- [Brief]
Check every line below, and copy those that include "face".

Stored data entries

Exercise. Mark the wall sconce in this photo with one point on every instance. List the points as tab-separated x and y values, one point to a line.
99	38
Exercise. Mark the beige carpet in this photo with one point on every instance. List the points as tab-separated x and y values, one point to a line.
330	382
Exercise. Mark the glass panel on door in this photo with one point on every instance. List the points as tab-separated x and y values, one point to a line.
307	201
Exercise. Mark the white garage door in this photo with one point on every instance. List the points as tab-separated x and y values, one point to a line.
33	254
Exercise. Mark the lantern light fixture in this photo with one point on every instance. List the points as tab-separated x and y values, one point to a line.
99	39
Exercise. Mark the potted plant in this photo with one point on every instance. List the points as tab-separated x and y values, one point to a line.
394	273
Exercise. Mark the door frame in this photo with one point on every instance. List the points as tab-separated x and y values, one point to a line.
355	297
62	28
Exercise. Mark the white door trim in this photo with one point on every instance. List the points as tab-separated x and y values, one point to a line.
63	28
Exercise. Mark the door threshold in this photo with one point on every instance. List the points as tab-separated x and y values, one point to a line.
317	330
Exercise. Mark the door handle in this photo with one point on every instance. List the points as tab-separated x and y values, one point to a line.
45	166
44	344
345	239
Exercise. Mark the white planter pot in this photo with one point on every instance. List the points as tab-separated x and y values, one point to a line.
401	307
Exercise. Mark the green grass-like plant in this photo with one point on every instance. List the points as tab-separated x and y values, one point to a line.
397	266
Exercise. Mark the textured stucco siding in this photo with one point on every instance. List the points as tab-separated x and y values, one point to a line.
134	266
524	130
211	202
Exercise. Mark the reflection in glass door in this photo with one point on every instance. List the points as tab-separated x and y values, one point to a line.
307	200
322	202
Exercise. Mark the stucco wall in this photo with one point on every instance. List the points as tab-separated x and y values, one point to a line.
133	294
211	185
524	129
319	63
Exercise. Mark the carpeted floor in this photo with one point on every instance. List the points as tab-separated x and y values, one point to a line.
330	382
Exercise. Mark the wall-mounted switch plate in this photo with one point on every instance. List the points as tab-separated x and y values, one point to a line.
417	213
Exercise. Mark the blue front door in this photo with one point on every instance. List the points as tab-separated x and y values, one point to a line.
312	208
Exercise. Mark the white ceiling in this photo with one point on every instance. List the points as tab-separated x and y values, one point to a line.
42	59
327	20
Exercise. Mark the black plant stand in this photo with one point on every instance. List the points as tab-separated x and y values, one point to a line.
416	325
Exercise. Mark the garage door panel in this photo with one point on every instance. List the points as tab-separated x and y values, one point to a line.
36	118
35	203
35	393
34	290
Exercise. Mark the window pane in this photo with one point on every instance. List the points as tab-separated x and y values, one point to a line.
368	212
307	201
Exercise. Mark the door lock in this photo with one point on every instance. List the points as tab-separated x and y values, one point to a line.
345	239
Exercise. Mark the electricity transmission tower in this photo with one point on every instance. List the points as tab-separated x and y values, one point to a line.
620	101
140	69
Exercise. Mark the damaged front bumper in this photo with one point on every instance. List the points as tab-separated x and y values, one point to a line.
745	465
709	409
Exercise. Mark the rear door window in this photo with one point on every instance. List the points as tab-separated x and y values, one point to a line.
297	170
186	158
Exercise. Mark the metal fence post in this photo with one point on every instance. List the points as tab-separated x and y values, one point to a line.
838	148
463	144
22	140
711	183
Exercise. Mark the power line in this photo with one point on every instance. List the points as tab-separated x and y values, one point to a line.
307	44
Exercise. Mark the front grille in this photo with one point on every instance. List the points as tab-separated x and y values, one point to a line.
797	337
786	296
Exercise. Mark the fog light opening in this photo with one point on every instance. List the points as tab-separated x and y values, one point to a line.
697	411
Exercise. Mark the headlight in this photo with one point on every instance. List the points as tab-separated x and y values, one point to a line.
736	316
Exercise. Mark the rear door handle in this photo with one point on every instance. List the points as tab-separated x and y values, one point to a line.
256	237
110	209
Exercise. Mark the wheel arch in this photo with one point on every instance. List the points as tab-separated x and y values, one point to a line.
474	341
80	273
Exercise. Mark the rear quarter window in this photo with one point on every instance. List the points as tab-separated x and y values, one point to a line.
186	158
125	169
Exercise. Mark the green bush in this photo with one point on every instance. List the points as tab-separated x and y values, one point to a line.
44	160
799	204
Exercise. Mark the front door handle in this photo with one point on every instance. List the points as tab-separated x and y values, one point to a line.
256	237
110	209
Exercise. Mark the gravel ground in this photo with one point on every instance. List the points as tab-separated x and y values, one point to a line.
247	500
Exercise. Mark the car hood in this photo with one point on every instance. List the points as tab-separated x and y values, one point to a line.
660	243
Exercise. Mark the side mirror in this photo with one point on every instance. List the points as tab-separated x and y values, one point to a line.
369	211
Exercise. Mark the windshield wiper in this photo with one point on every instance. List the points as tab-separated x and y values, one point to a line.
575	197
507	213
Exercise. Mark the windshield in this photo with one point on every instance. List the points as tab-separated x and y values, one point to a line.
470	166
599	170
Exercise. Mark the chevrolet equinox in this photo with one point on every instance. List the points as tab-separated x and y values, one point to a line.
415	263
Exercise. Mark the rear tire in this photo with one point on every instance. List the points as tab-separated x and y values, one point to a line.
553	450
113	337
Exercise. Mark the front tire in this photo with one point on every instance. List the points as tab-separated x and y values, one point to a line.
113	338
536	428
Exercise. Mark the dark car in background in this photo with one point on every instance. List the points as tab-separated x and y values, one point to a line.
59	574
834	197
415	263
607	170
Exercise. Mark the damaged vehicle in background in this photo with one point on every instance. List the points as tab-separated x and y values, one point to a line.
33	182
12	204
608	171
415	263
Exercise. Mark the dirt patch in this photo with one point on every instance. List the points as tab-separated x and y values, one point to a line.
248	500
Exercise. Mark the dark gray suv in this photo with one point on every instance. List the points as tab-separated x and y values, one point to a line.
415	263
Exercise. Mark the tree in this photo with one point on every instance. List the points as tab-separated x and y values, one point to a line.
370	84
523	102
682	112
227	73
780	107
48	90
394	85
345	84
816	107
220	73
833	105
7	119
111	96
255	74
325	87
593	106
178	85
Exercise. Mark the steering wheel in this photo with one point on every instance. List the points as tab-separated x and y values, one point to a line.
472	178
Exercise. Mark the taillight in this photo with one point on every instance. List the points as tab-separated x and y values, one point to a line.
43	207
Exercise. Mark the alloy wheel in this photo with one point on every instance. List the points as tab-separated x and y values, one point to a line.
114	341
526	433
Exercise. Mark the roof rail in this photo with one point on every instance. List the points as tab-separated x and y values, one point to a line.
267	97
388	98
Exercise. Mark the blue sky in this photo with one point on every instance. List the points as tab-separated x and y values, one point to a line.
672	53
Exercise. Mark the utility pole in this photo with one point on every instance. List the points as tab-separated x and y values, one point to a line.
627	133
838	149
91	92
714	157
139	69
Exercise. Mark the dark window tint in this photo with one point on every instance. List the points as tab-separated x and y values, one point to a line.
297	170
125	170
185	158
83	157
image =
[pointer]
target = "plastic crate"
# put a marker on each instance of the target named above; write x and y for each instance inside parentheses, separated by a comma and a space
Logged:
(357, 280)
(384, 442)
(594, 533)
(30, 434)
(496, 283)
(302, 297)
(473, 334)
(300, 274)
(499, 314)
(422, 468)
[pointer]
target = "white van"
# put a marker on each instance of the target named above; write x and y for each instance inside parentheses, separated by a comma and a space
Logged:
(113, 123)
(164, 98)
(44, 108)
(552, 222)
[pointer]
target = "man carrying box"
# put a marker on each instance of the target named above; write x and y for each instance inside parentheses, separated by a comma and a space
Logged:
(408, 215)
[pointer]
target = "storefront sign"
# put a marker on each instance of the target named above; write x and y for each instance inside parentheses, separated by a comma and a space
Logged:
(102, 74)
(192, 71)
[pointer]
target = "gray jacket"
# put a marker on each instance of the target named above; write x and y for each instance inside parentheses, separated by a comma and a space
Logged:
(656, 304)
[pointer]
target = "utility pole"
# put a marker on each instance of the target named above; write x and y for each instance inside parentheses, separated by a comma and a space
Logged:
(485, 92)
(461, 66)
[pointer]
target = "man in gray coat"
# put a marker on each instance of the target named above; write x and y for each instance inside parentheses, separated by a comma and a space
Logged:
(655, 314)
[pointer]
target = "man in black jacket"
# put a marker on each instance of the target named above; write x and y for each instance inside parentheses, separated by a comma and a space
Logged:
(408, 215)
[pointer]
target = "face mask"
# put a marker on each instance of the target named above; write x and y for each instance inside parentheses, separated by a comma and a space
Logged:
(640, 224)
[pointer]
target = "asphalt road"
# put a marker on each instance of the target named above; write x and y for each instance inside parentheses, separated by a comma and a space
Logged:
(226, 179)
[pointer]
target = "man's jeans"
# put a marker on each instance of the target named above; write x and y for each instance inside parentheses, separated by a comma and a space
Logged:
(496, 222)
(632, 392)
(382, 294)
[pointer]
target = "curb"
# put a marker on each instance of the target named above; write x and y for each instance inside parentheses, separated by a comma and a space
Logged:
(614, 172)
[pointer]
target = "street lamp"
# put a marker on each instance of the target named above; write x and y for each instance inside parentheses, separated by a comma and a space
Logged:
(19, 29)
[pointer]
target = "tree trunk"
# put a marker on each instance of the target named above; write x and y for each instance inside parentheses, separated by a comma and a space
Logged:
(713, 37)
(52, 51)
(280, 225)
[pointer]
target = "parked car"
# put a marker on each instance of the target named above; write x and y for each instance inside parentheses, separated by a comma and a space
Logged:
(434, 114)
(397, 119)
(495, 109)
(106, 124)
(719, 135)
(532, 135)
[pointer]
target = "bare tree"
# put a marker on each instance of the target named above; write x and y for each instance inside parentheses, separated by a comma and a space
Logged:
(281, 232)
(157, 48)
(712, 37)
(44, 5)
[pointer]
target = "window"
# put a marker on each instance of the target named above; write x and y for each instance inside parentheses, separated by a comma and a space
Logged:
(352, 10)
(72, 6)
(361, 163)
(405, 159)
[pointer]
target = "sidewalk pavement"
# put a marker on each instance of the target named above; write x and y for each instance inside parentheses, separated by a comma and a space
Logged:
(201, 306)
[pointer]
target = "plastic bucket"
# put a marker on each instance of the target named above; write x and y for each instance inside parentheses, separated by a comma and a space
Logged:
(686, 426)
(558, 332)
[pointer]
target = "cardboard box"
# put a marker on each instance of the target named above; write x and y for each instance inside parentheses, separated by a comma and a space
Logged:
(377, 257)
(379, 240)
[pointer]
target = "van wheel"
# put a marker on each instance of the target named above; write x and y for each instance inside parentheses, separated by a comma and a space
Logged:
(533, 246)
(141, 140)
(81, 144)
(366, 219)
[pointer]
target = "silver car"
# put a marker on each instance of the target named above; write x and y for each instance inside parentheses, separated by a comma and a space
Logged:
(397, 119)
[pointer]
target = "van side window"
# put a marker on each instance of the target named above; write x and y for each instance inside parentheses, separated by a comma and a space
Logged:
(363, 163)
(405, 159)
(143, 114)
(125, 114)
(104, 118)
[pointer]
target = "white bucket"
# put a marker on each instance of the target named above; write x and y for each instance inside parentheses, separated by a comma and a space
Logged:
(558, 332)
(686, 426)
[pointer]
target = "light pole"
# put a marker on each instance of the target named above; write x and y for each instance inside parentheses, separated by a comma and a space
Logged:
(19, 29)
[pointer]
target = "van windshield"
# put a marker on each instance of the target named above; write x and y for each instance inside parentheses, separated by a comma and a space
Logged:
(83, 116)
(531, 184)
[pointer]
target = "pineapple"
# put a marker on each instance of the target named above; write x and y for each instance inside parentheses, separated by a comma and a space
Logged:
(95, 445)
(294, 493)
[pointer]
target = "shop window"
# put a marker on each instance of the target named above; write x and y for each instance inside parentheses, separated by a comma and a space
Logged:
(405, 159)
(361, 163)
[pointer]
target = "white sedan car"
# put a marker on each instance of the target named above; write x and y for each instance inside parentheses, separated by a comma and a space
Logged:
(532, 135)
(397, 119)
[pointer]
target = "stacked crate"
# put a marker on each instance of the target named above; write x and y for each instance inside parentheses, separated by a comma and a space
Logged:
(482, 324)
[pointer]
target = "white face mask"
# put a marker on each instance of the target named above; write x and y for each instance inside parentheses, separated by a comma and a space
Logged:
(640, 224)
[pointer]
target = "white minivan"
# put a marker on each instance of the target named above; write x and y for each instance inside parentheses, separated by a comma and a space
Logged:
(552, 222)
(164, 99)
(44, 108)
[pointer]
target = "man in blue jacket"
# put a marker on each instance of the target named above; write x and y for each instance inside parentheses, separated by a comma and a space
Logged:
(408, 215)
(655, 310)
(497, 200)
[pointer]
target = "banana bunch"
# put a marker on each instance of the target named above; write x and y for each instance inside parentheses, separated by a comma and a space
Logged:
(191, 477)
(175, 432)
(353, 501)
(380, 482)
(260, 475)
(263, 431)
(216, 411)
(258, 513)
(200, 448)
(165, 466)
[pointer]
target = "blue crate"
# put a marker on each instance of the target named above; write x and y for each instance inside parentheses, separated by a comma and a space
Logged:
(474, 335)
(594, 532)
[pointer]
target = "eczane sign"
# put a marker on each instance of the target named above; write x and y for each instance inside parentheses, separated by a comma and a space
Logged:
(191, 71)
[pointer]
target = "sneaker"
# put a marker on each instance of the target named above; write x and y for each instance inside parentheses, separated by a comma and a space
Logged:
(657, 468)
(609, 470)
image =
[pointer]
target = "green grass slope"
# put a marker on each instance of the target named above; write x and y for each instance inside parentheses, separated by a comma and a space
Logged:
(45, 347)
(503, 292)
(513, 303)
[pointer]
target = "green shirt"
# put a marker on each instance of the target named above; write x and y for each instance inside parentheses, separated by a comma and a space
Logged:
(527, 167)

- [Reply]
target = "face mask"
target = "white face mask"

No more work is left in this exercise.